* [PROBLEM]
Using the data beneath, show every line that includes the word "adirondack".

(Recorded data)
◆ ◆ ◆
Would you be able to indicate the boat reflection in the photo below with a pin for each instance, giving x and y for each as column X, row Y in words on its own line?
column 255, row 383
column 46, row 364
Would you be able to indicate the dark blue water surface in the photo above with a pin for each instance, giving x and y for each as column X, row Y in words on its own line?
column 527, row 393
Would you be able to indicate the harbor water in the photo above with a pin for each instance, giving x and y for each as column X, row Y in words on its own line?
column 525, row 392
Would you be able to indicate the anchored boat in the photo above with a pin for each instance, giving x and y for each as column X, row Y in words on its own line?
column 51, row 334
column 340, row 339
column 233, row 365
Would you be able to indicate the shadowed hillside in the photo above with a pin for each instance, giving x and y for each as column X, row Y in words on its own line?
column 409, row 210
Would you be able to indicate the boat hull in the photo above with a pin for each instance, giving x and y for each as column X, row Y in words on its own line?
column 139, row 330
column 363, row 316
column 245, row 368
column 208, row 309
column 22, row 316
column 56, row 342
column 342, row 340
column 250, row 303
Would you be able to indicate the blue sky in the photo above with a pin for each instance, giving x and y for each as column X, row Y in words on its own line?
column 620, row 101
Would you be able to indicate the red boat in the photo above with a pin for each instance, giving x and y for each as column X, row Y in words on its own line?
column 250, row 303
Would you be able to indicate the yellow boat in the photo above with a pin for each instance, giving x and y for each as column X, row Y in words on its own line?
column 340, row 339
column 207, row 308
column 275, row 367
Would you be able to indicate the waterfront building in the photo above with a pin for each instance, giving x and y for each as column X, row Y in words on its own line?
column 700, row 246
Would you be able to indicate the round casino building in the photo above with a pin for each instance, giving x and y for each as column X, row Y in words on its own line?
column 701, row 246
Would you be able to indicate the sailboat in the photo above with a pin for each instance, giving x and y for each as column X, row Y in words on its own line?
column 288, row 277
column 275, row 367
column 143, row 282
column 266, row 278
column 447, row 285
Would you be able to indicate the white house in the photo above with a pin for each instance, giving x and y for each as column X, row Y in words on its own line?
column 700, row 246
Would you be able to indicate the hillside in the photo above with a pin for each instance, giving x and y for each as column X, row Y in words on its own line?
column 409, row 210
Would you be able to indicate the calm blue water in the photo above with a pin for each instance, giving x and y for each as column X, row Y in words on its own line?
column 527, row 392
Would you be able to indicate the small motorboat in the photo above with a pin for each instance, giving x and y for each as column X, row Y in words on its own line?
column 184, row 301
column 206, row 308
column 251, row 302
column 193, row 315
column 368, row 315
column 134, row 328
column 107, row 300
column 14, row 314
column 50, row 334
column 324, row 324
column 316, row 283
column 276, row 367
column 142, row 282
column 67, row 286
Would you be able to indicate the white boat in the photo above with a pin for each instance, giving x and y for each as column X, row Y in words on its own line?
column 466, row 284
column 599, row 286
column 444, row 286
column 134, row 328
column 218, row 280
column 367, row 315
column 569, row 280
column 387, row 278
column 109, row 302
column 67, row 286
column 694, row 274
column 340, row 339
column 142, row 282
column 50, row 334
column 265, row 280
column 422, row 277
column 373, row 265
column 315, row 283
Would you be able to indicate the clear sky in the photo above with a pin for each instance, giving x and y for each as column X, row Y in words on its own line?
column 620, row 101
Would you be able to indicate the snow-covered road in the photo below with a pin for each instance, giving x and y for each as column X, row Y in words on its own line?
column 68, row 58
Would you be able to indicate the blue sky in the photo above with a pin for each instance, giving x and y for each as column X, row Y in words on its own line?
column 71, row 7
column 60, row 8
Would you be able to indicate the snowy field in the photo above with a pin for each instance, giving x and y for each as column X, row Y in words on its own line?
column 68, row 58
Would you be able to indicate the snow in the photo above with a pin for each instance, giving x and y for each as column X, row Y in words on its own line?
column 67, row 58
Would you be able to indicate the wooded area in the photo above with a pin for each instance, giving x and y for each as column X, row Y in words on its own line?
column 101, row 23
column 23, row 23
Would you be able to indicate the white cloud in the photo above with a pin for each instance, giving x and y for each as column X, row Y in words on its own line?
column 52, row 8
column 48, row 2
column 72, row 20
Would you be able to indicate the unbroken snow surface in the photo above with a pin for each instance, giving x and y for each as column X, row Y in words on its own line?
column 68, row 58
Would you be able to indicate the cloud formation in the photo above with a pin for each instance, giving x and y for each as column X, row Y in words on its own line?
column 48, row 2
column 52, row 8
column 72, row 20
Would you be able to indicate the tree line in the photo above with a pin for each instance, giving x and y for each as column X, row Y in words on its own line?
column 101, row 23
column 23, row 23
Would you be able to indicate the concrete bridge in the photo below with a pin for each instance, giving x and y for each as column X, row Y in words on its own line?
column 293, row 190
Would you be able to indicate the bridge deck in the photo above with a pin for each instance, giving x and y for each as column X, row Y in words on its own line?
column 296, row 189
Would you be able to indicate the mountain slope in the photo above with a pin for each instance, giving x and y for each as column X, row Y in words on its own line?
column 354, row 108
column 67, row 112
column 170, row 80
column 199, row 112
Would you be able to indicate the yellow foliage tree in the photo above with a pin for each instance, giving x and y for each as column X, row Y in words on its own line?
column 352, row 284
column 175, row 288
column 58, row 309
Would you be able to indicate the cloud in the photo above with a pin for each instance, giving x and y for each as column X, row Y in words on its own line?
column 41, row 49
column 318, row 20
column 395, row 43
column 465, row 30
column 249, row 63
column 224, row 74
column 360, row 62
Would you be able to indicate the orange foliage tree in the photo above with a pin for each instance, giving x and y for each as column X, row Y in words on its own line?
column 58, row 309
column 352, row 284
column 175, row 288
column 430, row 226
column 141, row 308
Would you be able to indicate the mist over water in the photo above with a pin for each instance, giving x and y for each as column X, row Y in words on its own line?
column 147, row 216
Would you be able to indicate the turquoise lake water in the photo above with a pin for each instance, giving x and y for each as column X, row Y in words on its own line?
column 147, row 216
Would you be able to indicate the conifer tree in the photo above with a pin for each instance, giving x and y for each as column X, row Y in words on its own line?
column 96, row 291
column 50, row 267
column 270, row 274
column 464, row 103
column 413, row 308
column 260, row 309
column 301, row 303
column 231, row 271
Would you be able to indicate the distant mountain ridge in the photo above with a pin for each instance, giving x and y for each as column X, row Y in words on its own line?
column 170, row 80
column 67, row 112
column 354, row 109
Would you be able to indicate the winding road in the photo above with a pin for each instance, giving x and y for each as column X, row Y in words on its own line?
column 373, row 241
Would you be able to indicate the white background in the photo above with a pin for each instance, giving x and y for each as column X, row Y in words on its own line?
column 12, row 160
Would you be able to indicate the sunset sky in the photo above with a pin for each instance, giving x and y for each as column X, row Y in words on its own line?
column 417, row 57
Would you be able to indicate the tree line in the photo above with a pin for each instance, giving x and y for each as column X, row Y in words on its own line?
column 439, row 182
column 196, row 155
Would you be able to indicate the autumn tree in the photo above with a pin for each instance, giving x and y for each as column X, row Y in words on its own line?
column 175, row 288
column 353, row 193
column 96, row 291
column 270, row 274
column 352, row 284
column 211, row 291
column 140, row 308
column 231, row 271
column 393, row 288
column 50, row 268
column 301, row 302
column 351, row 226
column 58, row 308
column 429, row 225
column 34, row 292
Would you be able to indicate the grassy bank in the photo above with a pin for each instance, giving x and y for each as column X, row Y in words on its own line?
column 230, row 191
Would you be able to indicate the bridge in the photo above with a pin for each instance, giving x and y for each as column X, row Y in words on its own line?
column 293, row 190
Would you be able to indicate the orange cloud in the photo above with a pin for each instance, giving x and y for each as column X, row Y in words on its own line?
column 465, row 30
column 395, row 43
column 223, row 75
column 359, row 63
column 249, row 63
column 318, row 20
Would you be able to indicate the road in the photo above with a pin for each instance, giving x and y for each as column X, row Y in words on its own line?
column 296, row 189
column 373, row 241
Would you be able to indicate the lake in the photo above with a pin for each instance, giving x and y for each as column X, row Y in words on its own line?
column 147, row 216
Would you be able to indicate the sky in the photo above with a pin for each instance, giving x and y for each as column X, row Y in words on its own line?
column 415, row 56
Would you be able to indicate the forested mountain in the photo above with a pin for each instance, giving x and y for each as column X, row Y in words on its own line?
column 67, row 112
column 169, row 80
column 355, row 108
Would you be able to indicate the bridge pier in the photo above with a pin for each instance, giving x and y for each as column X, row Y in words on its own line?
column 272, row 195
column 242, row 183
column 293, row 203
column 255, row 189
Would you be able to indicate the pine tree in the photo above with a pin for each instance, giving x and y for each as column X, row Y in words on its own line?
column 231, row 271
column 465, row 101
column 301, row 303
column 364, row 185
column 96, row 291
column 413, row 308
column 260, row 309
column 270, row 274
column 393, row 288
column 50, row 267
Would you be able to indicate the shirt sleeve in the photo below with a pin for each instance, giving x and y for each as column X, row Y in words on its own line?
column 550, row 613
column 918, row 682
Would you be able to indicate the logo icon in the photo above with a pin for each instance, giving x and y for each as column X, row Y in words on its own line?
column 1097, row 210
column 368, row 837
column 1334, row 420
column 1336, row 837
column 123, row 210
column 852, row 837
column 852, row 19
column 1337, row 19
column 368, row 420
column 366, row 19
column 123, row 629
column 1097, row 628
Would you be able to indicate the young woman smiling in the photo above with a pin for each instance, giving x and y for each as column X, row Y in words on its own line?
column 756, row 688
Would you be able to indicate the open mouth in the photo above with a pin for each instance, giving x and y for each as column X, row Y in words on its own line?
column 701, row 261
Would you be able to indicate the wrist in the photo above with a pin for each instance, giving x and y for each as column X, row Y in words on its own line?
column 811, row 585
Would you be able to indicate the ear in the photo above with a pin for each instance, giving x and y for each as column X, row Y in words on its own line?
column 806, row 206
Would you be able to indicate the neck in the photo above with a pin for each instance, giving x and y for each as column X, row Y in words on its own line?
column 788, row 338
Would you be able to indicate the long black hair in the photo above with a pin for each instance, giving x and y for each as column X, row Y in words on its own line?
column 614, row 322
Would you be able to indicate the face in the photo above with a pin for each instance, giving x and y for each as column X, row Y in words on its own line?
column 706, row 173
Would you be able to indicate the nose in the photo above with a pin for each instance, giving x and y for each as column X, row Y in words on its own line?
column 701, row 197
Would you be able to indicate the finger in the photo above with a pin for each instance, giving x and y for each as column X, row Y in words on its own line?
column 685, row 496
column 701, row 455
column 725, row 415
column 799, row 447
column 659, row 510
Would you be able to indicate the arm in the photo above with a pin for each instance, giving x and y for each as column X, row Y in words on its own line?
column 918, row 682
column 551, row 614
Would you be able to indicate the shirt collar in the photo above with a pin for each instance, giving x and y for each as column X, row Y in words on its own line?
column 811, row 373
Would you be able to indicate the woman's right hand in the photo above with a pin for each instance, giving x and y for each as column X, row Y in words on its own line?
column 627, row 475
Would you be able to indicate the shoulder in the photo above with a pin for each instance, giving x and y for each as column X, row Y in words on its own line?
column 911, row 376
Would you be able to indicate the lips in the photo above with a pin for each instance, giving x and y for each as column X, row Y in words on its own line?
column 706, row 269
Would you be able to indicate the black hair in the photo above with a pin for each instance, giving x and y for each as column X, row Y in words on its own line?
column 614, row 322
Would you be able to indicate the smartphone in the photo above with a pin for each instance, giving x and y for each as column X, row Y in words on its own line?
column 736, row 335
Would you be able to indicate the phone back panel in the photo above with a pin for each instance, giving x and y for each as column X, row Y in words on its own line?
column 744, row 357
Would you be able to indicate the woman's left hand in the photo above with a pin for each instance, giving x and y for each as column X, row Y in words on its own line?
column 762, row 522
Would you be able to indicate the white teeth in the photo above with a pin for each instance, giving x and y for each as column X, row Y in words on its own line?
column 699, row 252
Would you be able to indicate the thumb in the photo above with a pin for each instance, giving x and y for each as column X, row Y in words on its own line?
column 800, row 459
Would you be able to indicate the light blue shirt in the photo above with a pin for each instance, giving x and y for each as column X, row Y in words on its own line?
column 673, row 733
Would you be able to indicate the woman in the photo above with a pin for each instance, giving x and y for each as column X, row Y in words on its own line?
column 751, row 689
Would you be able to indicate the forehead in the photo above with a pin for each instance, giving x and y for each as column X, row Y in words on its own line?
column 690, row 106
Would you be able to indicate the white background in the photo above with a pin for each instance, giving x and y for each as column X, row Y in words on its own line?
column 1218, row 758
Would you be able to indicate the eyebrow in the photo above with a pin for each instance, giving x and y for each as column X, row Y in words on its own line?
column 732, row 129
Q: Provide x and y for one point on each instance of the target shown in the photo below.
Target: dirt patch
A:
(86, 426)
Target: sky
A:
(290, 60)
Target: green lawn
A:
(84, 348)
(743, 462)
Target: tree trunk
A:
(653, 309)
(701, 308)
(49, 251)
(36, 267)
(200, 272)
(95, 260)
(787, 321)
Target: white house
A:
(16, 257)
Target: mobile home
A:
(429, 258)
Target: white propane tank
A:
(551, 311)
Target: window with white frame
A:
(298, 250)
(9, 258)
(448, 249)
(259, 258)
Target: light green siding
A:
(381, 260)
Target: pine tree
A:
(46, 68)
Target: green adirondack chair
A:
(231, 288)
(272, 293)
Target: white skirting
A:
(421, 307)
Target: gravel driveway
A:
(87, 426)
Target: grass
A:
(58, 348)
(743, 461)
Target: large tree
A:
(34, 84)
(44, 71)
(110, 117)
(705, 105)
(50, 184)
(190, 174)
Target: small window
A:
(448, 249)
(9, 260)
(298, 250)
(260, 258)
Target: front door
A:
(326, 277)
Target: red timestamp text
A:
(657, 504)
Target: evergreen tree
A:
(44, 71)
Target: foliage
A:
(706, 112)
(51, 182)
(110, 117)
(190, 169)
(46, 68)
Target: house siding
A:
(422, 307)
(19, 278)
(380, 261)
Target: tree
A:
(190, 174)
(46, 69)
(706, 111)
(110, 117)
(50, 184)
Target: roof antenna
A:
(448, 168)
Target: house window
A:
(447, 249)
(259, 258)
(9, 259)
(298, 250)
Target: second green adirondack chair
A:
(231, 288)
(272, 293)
◆ ◆ ◆
* [SOLUTION FOR THIS EXERCISE]
Target: green adirondack chair
Target: second green adirondack chair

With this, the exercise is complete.